▶ **Stated task**
Give the stretch of lines from the one containing "Worksheet item 7: Locate every instance of the elbow" through the one containing "[41,35,56,87]", both included, as a numbered list with blank lines omitted. Leave the pictures out of your answer.

▶ **Stored rows**
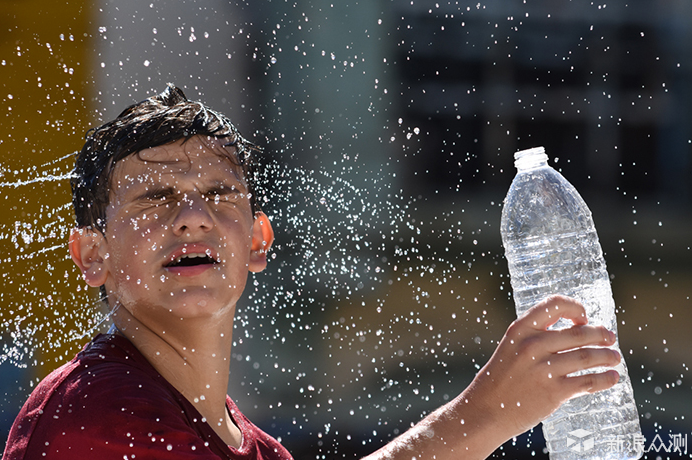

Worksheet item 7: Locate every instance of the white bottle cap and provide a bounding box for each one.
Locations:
[514,147,548,169]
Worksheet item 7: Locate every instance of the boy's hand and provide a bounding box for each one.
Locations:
[465,296,620,437]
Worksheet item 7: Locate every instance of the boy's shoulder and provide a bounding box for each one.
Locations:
[4,335,205,459]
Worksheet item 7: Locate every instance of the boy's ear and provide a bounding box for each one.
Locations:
[248,211,274,273]
[69,228,108,287]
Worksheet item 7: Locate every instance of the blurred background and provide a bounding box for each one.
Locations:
[0,0,692,458]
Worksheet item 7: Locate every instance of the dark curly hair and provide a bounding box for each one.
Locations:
[70,83,259,232]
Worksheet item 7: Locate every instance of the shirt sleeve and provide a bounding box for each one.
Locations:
[18,364,226,460]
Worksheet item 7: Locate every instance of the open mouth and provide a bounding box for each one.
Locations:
[166,252,218,268]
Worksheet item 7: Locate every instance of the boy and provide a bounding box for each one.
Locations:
[3,85,620,460]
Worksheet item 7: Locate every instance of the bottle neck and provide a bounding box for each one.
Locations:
[514,147,548,171]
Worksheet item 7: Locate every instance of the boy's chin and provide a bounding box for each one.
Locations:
[119,288,237,325]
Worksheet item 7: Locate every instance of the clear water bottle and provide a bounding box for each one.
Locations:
[501,147,643,460]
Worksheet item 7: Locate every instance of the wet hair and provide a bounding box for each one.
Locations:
[70,83,259,232]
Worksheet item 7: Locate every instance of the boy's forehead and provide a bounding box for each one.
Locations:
[112,136,245,189]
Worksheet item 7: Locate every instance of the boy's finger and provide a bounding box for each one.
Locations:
[548,348,620,375]
[564,369,620,398]
[522,295,588,331]
[548,326,615,353]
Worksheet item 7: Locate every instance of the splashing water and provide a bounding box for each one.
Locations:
[0,155,498,380]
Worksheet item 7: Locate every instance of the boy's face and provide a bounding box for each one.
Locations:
[78,136,271,322]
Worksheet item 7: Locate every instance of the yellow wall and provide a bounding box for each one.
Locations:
[0,0,98,377]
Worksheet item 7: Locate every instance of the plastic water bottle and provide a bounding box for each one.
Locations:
[501,147,643,460]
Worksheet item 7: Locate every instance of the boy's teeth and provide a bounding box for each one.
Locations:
[168,252,216,266]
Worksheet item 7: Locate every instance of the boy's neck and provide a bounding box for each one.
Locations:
[109,306,240,447]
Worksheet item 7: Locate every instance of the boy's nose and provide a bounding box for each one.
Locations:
[173,194,214,235]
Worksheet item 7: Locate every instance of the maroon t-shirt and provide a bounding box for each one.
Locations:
[2,334,291,460]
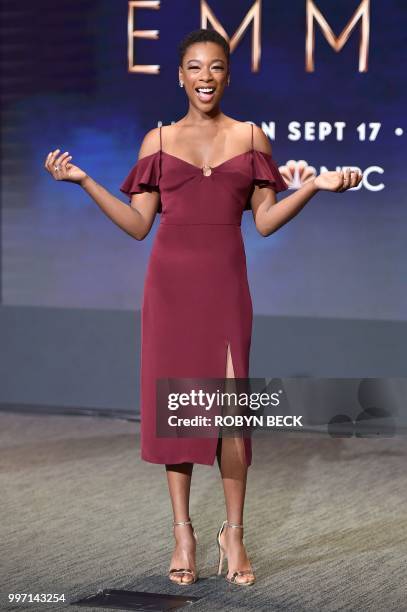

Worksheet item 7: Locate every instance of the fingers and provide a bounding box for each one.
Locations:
[44,149,72,180]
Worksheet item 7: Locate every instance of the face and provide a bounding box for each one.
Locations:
[179,42,229,111]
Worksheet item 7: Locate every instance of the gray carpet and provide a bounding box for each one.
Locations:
[0,413,407,612]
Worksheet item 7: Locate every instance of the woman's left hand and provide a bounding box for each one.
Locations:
[314,168,363,191]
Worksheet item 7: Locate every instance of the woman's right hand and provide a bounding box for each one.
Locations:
[44,149,87,184]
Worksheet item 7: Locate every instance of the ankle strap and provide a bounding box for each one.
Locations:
[226,521,243,529]
[173,520,192,526]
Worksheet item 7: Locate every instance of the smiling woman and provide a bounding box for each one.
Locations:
[121,30,294,585]
[45,23,361,585]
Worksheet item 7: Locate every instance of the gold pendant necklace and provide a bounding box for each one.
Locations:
[202,166,212,176]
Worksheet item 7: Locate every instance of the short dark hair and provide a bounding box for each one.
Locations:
[178,28,230,66]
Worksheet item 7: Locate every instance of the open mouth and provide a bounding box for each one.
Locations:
[195,87,216,102]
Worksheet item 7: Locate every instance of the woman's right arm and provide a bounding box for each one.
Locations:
[45,128,160,240]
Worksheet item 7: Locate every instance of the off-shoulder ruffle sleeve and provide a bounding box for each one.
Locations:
[120,151,161,212]
[244,150,288,210]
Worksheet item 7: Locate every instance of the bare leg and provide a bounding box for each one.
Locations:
[216,347,253,582]
[165,463,196,583]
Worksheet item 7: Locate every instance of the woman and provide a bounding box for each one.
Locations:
[45,29,362,586]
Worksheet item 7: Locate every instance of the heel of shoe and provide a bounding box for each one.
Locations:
[218,546,225,576]
[216,521,227,576]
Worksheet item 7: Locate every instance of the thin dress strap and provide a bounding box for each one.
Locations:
[159,125,162,179]
[250,123,254,179]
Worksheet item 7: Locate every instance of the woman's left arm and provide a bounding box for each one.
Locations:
[251,168,363,236]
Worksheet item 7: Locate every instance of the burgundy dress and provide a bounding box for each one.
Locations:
[120,125,288,465]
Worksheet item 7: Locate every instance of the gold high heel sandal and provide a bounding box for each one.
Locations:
[168,520,198,585]
[217,520,256,586]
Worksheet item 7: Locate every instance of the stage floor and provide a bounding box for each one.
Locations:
[0,413,407,612]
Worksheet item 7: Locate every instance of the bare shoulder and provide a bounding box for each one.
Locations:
[138,128,160,159]
[253,124,272,155]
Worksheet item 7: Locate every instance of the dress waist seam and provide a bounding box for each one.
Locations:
[160,221,241,227]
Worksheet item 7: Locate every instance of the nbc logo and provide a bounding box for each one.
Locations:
[278,159,385,191]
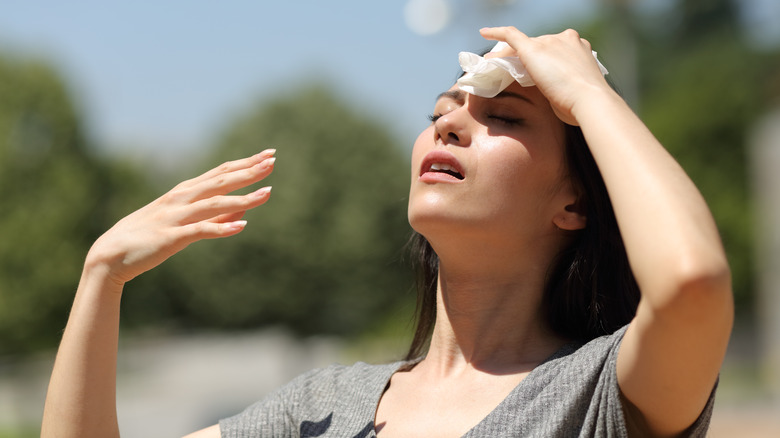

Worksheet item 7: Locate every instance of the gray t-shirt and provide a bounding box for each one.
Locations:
[220,327,714,438]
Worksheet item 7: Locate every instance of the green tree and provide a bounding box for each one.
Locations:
[0,57,154,354]
[126,85,418,334]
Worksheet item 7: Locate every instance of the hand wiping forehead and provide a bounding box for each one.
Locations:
[458,41,609,97]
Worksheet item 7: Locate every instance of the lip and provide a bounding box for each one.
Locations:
[419,150,466,183]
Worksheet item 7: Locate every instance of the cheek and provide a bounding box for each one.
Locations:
[411,126,433,182]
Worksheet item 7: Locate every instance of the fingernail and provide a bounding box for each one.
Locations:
[252,186,271,198]
[225,221,246,230]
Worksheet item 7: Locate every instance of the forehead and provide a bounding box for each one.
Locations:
[436,82,549,107]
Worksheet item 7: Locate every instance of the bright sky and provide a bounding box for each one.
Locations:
[0,0,780,160]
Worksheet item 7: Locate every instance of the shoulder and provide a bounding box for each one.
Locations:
[220,362,404,438]
[286,362,404,395]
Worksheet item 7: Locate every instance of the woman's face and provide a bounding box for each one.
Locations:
[409,83,576,247]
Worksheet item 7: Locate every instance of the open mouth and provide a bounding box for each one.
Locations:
[420,150,466,182]
[428,163,463,180]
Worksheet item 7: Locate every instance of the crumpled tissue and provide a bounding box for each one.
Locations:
[458,41,609,97]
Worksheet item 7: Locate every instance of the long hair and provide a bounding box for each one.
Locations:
[406,125,639,360]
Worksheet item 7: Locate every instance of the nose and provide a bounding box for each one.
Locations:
[434,105,471,146]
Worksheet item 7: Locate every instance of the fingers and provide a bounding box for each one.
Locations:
[179,149,276,187]
[479,26,590,57]
[176,220,247,243]
[169,149,276,204]
[180,187,271,224]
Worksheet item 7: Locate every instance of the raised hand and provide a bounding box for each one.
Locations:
[87,149,275,284]
[480,27,614,125]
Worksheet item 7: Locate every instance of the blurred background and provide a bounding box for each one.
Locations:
[0,0,780,437]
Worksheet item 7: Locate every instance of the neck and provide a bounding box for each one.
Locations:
[418,236,565,374]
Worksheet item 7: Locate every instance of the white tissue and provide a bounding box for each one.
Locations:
[458,41,609,97]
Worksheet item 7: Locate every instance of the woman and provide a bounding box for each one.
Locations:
[43,27,733,437]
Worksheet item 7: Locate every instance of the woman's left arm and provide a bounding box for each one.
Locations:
[482,28,734,436]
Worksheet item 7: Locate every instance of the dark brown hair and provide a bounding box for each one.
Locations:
[406,125,639,360]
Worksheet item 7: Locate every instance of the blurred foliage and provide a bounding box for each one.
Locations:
[125,84,412,334]
[0,57,153,353]
[583,0,780,317]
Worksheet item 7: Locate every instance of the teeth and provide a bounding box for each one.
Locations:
[431,163,455,172]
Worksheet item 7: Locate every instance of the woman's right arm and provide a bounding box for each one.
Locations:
[41,150,274,437]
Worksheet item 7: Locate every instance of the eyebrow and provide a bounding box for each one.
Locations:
[493,91,534,105]
[436,90,466,103]
[436,90,534,105]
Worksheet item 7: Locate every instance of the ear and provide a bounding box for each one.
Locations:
[553,200,588,231]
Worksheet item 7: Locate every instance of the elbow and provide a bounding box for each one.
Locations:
[648,255,734,329]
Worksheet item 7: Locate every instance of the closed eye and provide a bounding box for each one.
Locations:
[487,114,524,126]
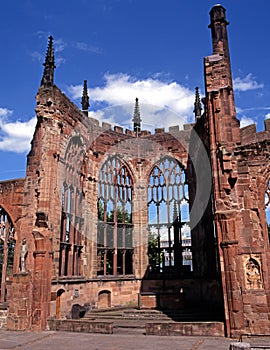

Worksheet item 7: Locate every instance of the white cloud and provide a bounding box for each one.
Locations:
[68,73,194,129]
[240,115,256,128]
[0,108,36,153]
[233,73,263,91]
[0,107,13,119]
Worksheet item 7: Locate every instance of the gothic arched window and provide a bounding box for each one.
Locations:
[0,206,16,301]
[59,136,85,276]
[97,156,133,275]
[148,157,192,272]
[264,180,270,241]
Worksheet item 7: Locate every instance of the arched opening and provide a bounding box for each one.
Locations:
[0,206,16,302]
[148,157,193,274]
[97,156,133,276]
[264,179,270,242]
[98,290,111,309]
[55,288,65,320]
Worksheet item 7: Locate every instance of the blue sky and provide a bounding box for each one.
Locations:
[0,0,270,180]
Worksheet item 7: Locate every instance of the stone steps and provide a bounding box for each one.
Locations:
[83,308,225,334]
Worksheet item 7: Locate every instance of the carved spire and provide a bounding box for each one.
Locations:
[81,80,90,116]
[193,86,202,120]
[132,97,142,132]
[209,4,230,58]
[41,35,56,87]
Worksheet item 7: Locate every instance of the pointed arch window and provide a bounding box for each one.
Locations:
[148,157,192,273]
[264,179,270,242]
[0,206,16,302]
[59,136,86,276]
[59,183,83,276]
[97,156,133,275]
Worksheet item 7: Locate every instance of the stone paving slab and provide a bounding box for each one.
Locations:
[0,331,233,350]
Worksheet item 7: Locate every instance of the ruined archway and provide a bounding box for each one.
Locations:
[0,206,15,302]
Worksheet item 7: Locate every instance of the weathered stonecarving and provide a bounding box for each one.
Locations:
[0,5,270,336]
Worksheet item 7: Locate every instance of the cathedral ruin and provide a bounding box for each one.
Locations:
[0,5,270,336]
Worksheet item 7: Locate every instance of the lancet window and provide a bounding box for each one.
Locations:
[148,157,192,273]
[264,180,270,241]
[97,156,133,276]
[0,206,16,301]
[59,137,85,276]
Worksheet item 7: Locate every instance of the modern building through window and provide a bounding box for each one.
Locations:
[148,157,192,272]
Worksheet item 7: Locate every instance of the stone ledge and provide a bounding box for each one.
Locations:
[145,322,224,337]
[48,320,113,334]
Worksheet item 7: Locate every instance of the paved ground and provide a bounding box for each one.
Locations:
[0,331,232,350]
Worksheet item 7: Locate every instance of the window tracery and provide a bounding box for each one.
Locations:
[59,137,84,276]
[0,206,16,301]
[97,156,133,275]
[264,179,270,241]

▶ **Result for this task**
1. Worksheet item 7: Locate every instance of the elbow and provide a bounding box for each one.
2. Locations:
3. [648,255,734,329]
4. Worksheet item 7: Locate every instance of the closed eye and provide a bounding box for each one.
5. Locations:
6. [487,114,524,126]
7. Worksheet item 7: Locate every instance of the white cloud and provide a bounding box for each one.
8. Locations:
9. [68,73,194,129]
10. [240,115,256,128]
11. [0,108,36,153]
12. [233,73,263,91]
13. [0,107,13,119]
14. Worksheet item 7: Locate every instance of the gothic arched window and provide a bounding box for each one.
15. Locations:
16. [0,206,16,301]
17. [59,136,85,276]
18. [97,156,133,275]
19. [148,157,192,272]
20. [264,180,270,241]
21. Worksheet item 7: Locate every instance of the arched opening and provide a bounding box for each one.
22. Locations:
23. [0,206,16,302]
24. [148,157,193,274]
25. [97,156,133,276]
26. [264,179,270,242]
27. [98,290,111,309]
28. [55,288,65,320]
29. Worksheet item 7: Locate every instance of the blue sky and provide a bounding box for each one.
30. Locations:
31. [0,0,270,180]
32. Worksheet item 7: Locate every instance of the stone steps and provide a bounding box for each one.
33. Locations:
34. [83,308,225,334]
35. Worksheet item 7: Locate every instance of the carved spire and provide a bounding box for each one.
36. Locations:
37. [81,80,90,116]
38. [193,86,202,120]
39. [132,97,142,132]
40. [209,4,230,58]
41. [41,35,56,87]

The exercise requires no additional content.